Exercise -
Render everything from the line containing "Would you please locate the stone lip" down to the end of the items as a JSON list of strings, one string per line, skipping blank lines and leaving out the pictures.

Data to use -

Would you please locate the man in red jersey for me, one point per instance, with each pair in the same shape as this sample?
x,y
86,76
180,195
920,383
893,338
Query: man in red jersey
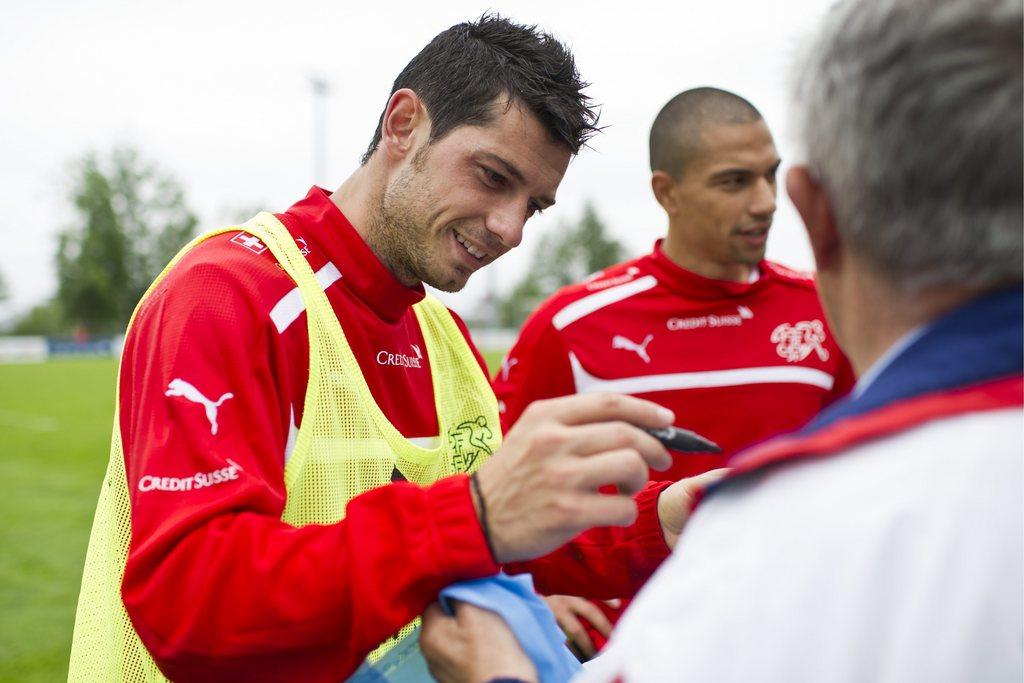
x,y
216,380
735,345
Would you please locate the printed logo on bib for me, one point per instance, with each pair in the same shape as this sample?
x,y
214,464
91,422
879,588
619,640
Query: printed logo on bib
x,y
249,242
702,322
468,440
178,387
628,344
795,342
401,359
194,482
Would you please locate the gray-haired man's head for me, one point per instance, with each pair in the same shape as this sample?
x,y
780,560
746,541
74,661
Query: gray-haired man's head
x,y
910,116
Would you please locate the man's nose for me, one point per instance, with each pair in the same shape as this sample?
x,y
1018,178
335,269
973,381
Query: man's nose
x,y
763,203
506,220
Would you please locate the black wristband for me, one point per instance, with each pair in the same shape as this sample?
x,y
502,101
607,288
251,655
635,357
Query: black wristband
x,y
475,485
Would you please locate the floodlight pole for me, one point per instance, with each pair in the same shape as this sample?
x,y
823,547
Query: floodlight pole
x,y
321,89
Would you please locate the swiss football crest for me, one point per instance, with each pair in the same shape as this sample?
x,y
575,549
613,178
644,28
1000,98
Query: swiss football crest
x,y
468,440
795,342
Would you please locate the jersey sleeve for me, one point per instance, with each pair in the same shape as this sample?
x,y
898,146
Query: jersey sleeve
x,y
537,367
605,562
215,584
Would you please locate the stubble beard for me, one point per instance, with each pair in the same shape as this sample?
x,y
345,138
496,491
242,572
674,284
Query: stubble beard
x,y
399,231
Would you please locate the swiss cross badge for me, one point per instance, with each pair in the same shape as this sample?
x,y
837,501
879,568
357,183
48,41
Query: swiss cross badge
x,y
249,242
467,440
795,342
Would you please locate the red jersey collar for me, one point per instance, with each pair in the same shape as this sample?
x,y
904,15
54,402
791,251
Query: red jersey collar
x,y
693,286
363,272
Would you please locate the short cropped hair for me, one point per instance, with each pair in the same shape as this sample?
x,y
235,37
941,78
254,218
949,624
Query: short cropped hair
x,y
464,69
910,116
675,135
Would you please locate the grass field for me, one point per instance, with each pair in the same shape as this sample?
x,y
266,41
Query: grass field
x,y
54,431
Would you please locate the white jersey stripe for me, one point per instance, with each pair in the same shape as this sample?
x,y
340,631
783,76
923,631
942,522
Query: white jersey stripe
x,y
598,300
288,309
587,383
293,433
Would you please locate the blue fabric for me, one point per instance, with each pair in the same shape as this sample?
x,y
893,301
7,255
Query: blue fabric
x,y
511,597
531,623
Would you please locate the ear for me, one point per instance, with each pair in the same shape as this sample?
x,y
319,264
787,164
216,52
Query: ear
x,y
664,186
404,124
815,209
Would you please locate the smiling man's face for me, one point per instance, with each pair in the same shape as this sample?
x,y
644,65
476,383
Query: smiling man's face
x,y
726,196
463,200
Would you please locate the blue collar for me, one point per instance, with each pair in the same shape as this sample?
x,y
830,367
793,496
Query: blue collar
x,y
980,341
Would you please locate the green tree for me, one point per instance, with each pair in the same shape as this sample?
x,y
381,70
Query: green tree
x,y
562,257
131,218
45,318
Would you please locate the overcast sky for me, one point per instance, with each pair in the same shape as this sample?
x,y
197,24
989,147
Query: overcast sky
x,y
217,93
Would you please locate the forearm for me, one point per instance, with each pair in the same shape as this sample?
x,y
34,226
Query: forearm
x,y
605,562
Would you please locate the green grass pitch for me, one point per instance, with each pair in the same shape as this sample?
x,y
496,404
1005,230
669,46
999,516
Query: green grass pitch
x,y
54,430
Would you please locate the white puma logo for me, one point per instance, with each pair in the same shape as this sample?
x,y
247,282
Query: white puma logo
x,y
179,387
640,349
507,368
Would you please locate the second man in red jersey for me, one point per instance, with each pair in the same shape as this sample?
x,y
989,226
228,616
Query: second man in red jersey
x,y
735,345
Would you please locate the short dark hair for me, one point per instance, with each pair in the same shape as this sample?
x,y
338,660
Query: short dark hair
x,y
464,69
675,136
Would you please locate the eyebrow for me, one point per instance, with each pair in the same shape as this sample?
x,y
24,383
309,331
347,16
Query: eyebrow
x,y
743,171
511,169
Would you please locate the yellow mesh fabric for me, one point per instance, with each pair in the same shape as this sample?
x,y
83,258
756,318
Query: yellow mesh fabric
x,y
345,446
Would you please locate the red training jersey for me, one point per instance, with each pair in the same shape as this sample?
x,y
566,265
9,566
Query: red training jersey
x,y
213,381
736,361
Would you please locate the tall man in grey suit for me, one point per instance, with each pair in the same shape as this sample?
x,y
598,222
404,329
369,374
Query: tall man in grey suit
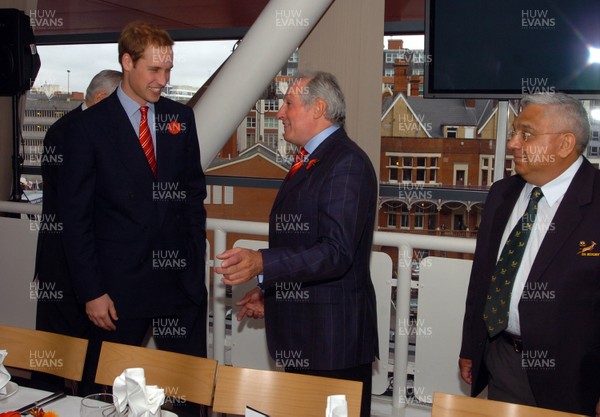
x,y
131,200
314,280
547,352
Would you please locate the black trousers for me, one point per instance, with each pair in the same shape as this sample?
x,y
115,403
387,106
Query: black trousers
x,y
182,332
508,379
362,373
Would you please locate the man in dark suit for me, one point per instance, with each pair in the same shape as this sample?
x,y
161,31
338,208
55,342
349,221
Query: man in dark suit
x,y
131,200
547,352
319,301
57,308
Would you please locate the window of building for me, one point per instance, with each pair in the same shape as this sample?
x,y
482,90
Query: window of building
x,y
271,105
392,217
270,140
451,132
271,123
419,216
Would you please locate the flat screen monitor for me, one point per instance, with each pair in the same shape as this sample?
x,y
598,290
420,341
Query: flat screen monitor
x,y
506,48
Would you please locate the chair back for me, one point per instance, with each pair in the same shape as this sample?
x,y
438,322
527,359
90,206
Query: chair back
x,y
183,377
280,394
448,405
50,353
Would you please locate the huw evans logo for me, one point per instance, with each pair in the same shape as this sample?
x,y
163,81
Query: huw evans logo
x,y
44,359
45,19
537,19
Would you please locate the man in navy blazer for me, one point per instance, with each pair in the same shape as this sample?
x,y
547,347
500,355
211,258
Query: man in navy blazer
x,y
549,354
319,301
134,239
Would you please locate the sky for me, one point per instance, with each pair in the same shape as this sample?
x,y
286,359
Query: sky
x,y
73,66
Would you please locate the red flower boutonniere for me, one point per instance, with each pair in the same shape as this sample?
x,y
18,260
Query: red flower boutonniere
x,y
174,127
311,163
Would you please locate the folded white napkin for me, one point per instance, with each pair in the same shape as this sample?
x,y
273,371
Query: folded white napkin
x,y
336,406
4,375
131,391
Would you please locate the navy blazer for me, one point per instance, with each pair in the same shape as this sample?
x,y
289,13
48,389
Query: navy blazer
x,y
138,238
560,308
320,310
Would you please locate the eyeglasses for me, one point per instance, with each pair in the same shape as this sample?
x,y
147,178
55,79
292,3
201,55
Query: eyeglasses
x,y
527,135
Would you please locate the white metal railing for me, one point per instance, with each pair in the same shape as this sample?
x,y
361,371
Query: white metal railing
x,y
405,242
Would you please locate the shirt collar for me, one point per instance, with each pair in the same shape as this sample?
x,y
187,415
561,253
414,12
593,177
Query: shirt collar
x,y
130,105
319,138
556,189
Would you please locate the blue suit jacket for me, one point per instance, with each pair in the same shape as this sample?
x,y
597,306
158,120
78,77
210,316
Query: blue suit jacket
x,y
320,310
138,238
560,310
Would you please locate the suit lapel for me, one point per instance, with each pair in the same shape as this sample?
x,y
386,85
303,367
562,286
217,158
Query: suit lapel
x,y
567,217
302,174
127,144
501,217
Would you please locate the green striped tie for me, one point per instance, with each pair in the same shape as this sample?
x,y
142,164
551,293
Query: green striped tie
x,y
497,302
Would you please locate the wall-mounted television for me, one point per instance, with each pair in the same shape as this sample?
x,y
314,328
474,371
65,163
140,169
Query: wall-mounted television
x,y
506,48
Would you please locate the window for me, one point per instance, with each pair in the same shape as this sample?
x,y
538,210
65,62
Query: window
x,y
419,217
392,220
271,105
270,140
271,123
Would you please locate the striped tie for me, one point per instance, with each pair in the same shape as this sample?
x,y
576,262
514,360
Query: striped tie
x,y
298,162
498,299
146,139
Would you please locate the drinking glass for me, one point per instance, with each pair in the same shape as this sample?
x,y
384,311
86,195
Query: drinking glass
x,y
99,405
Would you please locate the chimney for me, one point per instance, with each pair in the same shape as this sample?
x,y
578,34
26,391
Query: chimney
x,y
401,76
395,44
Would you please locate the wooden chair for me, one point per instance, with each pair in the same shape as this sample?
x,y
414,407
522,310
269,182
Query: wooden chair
x,y
50,353
280,394
190,378
448,405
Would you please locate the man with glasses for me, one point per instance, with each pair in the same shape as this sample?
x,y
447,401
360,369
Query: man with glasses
x,y
531,331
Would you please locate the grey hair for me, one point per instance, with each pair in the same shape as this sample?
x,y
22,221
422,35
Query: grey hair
x,y
571,114
324,85
104,82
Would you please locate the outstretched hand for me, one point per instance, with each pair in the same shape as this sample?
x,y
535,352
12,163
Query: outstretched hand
x,y
253,305
239,265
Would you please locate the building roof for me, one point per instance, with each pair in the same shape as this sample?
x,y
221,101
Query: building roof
x,y
257,150
437,113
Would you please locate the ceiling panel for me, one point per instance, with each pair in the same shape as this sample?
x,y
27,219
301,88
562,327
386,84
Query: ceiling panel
x,y
74,19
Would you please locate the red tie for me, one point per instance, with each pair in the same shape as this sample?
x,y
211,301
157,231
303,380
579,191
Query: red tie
x,y
146,139
299,161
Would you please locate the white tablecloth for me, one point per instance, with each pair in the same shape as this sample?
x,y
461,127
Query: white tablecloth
x,y
65,407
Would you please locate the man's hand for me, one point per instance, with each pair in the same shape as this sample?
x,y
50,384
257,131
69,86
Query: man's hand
x,y
253,305
239,265
100,311
466,365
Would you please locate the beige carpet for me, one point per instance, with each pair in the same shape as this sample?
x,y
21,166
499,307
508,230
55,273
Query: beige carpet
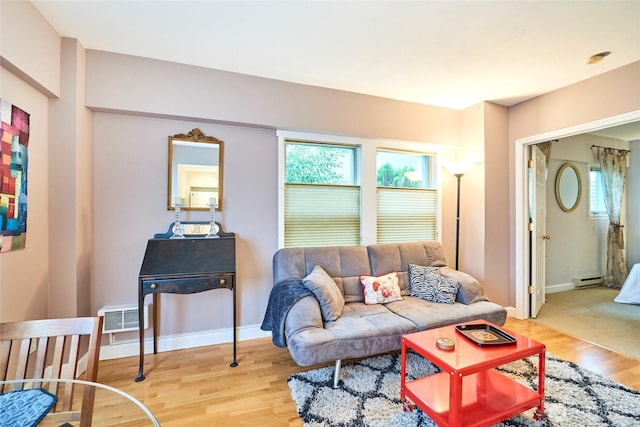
x,y
591,314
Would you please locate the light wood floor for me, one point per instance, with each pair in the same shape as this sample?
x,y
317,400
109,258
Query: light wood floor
x,y
196,387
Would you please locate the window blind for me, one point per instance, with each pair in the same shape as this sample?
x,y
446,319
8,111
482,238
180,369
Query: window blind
x,y
321,215
405,215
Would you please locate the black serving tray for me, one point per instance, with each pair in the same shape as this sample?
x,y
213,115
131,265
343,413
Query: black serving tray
x,y
485,335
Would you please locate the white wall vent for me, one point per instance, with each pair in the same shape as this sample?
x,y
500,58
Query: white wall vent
x,y
586,281
122,318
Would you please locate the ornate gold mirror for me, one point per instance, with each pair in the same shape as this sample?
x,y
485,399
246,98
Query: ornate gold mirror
x,y
195,171
568,187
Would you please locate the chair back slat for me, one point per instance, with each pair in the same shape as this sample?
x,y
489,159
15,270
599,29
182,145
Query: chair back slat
x,y
41,356
23,358
58,346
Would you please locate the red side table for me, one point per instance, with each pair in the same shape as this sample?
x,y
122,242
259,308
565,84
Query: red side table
x,y
470,391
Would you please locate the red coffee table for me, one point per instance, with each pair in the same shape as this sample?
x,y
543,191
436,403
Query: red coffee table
x,y
469,391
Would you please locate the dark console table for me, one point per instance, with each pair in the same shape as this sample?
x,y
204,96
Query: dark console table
x,y
185,266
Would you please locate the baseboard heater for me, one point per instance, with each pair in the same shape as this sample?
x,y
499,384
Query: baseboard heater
x,y
122,318
586,281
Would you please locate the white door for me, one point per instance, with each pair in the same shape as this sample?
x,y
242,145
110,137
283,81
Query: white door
x,y
538,208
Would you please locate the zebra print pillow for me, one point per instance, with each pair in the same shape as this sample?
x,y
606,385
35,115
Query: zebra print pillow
x,y
428,284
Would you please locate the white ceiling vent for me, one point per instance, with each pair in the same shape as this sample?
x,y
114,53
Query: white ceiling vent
x,y
122,318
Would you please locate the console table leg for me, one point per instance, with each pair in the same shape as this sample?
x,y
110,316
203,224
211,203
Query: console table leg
x,y
235,360
140,376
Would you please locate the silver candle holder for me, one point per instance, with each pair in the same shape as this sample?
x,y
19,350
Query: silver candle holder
x,y
178,228
213,227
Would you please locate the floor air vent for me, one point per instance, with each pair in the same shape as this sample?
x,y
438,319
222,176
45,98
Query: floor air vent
x,y
587,281
122,318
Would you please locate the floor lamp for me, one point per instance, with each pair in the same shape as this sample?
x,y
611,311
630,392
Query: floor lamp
x,y
458,170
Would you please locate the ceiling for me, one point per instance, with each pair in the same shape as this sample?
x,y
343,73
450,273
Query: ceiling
x,y
450,54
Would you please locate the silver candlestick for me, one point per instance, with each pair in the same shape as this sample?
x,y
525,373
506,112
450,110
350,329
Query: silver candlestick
x,y
213,227
178,228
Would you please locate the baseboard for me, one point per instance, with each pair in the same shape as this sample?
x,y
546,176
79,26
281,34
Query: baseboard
x,y
559,288
181,341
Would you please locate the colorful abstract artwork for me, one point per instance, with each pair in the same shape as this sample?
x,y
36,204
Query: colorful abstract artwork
x,y
14,142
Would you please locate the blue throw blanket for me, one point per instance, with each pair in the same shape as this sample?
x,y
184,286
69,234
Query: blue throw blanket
x,y
283,295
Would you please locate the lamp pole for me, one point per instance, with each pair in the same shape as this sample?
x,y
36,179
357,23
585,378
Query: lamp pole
x,y
458,176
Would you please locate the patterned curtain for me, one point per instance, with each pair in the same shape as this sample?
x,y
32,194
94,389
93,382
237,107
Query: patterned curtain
x,y
613,170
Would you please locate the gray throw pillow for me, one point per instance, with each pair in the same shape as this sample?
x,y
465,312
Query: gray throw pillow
x,y
470,290
326,291
427,283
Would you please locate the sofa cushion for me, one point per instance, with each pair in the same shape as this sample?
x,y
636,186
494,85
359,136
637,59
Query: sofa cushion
x,y
470,290
428,315
381,289
427,283
326,291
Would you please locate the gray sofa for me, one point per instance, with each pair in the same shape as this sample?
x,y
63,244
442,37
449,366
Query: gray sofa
x,y
362,329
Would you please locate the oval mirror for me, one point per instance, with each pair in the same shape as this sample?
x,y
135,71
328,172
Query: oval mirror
x,y
195,171
568,187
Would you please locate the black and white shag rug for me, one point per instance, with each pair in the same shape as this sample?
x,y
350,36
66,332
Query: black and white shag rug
x,y
370,395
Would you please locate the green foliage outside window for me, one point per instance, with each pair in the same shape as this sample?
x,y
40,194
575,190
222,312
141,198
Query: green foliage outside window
x,y
388,176
313,164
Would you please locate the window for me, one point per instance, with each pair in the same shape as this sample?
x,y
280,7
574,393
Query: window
x,y
321,198
340,190
407,203
597,205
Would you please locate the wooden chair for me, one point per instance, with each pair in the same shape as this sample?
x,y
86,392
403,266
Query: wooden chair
x,y
52,349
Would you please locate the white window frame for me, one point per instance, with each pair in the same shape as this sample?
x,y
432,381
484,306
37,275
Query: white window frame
x,y
365,155
604,214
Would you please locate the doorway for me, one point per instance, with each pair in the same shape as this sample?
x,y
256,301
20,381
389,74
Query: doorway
x,y
522,240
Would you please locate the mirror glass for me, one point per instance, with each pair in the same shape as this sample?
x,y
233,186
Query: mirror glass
x,y
568,187
195,171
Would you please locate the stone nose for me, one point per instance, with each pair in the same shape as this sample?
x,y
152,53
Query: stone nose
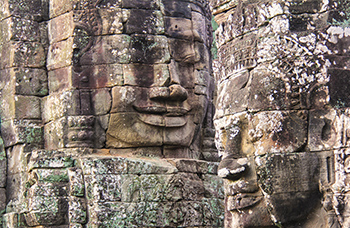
x,y
173,92
177,92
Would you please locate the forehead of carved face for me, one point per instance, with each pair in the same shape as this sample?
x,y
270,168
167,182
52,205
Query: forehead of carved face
x,y
154,59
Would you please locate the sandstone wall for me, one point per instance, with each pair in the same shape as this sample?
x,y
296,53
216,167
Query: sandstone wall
x,y
106,115
282,111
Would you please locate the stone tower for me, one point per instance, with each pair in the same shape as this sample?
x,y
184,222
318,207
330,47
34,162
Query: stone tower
x,y
282,113
106,114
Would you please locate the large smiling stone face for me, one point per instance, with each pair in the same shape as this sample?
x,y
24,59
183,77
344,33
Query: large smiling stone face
x,y
156,61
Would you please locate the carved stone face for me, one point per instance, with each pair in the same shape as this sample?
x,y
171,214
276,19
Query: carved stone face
x,y
266,182
157,59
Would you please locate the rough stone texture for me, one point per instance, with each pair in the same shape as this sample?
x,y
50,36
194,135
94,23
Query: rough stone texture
x,y
106,114
282,111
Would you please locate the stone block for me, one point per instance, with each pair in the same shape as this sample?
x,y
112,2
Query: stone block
x,y
149,49
102,166
29,132
125,130
3,165
77,210
184,186
51,176
98,76
44,190
27,107
144,22
202,57
213,209
112,49
2,200
61,104
13,220
46,211
32,9
41,159
60,54
325,130
61,27
182,51
177,9
277,131
102,101
16,160
177,27
55,134
19,29
338,87
14,186
200,28
270,94
60,79
29,81
213,186
22,54
76,182
182,72
147,4
112,21
58,7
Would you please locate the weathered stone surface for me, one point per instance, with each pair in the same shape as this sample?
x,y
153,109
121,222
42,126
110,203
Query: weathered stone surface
x,y
97,101
147,4
30,132
282,59
178,28
3,165
33,9
325,130
144,21
22,54
61,27
149,49
2,200
111,49
60,54
19,29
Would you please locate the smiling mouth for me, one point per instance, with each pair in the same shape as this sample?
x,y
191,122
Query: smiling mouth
x,y
242,201
162,116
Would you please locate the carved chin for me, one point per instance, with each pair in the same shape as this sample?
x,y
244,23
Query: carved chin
x,y
134,130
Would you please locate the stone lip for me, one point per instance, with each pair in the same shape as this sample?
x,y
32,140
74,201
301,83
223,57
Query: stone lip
x,y
241,201
163,121
162,116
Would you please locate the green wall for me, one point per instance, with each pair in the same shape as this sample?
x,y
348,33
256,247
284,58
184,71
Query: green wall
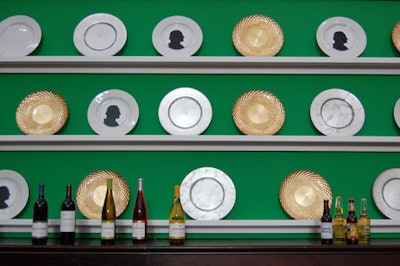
x,y
257,175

Correct answer -
[
  "Would you please locate the stone lip for me, one point per instance, with each pair in the same shape as this sample?",
  "x,y",
  "32,140",
  "74,201",
  "301,83",
  "223,57",
  "Query: stone lip",
  "x,y",
  "241,201",
  "163,121",
  "162,116",
  "Would you please locate the green wall for me, one point per instance, with each pair in the same shape as this sample?",
  "x,y",
  "348,33",
  "256,247",
  "284,58",
  "184,71",
  "Query: green wall",
  "x,y",
  "257,175"
]